WHAT TO PRODUCE -> Rewrite the lines below as a JSON list of strings, one string per line, leaving out blank lines.

EXCERPTED DATA ->
** start **
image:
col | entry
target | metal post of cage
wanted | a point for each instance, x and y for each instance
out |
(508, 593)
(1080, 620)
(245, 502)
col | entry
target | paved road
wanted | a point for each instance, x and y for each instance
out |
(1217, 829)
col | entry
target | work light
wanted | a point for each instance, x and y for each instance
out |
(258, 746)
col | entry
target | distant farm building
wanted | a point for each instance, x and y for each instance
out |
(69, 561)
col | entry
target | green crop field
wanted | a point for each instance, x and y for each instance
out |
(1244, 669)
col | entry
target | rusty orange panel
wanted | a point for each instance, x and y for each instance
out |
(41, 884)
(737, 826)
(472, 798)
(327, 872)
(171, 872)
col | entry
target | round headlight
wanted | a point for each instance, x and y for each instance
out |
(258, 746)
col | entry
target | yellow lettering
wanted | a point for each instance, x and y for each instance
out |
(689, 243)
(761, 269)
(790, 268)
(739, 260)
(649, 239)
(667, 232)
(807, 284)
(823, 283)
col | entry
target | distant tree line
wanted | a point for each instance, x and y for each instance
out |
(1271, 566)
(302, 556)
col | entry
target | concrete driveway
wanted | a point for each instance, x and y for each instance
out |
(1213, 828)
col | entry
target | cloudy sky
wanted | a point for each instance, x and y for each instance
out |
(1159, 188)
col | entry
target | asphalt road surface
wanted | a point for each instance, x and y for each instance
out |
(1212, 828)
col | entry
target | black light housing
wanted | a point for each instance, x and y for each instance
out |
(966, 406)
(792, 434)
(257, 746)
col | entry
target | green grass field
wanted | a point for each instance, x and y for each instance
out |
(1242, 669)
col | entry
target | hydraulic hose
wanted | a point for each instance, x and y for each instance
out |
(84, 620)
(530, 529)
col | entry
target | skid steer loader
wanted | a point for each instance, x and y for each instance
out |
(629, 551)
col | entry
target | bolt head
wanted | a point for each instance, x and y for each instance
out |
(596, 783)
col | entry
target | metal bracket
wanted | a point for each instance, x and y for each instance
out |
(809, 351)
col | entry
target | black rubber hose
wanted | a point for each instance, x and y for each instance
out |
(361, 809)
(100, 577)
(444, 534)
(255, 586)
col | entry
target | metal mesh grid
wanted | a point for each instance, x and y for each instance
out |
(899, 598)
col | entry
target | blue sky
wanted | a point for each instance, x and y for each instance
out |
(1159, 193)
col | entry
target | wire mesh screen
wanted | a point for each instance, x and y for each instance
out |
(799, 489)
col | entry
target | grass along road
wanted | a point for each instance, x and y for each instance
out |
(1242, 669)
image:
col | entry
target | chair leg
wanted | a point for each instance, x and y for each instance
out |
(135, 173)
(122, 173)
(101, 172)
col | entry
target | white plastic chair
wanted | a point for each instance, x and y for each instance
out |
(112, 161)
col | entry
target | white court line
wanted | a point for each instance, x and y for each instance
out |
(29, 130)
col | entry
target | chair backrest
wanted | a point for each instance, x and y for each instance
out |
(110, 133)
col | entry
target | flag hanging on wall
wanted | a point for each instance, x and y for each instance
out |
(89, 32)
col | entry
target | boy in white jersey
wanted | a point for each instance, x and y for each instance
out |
** end **
CORRECT ANSWER ->
[
  "image:",
  "col | entry",
  "target | metal post of cage",
  "wanted | a point for each instance, x and y for each instance",
  "out |",
  "(508, 593)",
  "(1080, 620)",
  "(245, 502)",
  "col | entry",
  "target | paved road",
  "wanted | a point for each instance, x and y for each instance",
  "out |",
  "(1217, 829)",
  "col | entry",
  "target | work light",
  "wanted | a point for each instance, x and y for each instance",
  "out |",
  "(258, 746)",
  "col | entry",
  "target | distant farm building",
  "wanted | a point for each instance, x and y for each instance",
  "out |",
  "(69, 561)",
  "col | entry",
  "target | green crop field",
  "wanted | a point for each instance, x and y for each instance",
  "out |",
  "(1244, 669)",
  "col | entry",
  "target | rusty orange panel",
  "wanted | a point for each instance, x and y for each instance",
  "out |",
  "(41, 884)",
  "(737, 826)",
  "(472, 798)",
  "(327, 872)",
  "(171, 872)",
  "col | entry",
  "target | round headlight",
  "wanted | a point for each instance, x and y for each instance",
  "out |",
  "(258, 746)",
  "col | entry",
  "target | yellow lettering",
  "wanted | a point for each instance, x and y for each instance",
  "out |",
  "(689, 243)",
  "(761, 269)",
  "(790, 268)",
  "(739, 260)",
  "(649, 239)",
  "(667, 232)",
  "(807, 284)",
  "(823, 283)",
  "col | entry",
  "target | distant tree line",
  "wanted | a point for each instance, x and y for each instance",
  "out |",
  "(1271, 566)",
  "(302, 556)",
  "col | entry",
  "target | concrete driveway",
  "wanted | a point for each instance, x and y for each instance",
  "out |",
  "(1213, 828)",
  "col | entry",
  "target | cloudy sky",
  "wanted | a point for each instance, x and y for each instance",
  "out |",
  "(1159, 188)",
  "col | entry",
  "target | asphalt road surface",
  "wanted | a point for each instance, x and y for each instance",
  "out |",
  "(1212, 828)",
  "col | entry",
  "target | black light housing",
  "wanted | a point for each instance, x and y for each instance",
  "out |",
  "(966, 406)",
  "(792, 434)",
  "(257, 746)",
  "col | entry",
  "target | green grass field",
  "wanted | a point for each instance, x and y for each instance",
  "out |",
  "(1242, 669)",
  "col | entry",
  "target | hydraulic hose",
  "wanted | a point for each instance, x and y for each instance",
  "out |",
  "(84, 620)",
  "(530, 529)",
  "col | entry",
  "target | skid steer loader",
  "wanted | a point for each instance, x and y for each instance",
  "out |",
  "(629, 551)",
  "col | entry",
  "target | bolt head",
  "wanted | a point for each instance, x and y for each instance",
  "out |",
  "(596, 783)",
  "col | entry",
  "target | metal bracket",
  "wanted | a point for each instance, x and y for each instance",
  "out |",
  "(809, 351)",
  "col | entry",
  "target | black rubber hose",
  "wanted | a point for each instance, x and y for each instance",
  "out |",
  "(361, 809)",
  "(100, 577)",
  "(444, 534)",
  "(255, 586)",
  "col | entry",
  "target | metal mesh grid",
  "wanted | a point for each instance, x and y for each instance",
  "out |",
  "(899, 598)",
  "col | entry",
  "target | blue sky",
  "wanted | a point for each instance, x and y for each instance",
  "out |",
  "(1159, 193)",
  "col | entry",
  "target | wire mesh screen",
  "wanted | a point for each instance, x and y for each instance",
  "out |",
  "(799, 489)",
  "col | entry",
  "target | grass along road",
  "wanted | a point for each instance, x and y for each instance",
  "out |",
  "(1242, 669)",
  "image:",
  "col | entry",
  "target | chair leg",
  "wanted | a point for each instance, x and y for each instance",
  "out |",
  "(135, 173)",
  "(122, 173)",
  "(101, 172)",
  "col | entry",
  "target | white plastic chair",
  "wanted | a point for each instance, x and y for each instance",
  "out |",
  "(112, 161)",
  "col | entry",
  "target | white court line",
  "wanted | a point for each instance, x and y for each instance",
  "out |",
  "(29, 130)",
  "col | entry",
  "target | chair backrest",
  "wanted | a point for each instance, x and y for each instance",
  "out |",
  "(110, 133)",
  "col | entry",
  "target | flag hanging on wall",
  "wanted | a point for each instance, x and y for each instance",
  "out |",
  "(89, 32)",
  "col | entry",
  "target | boy in white jersey",
  "wanted | a point for each instance, x and y for each instance",
  "out |"
]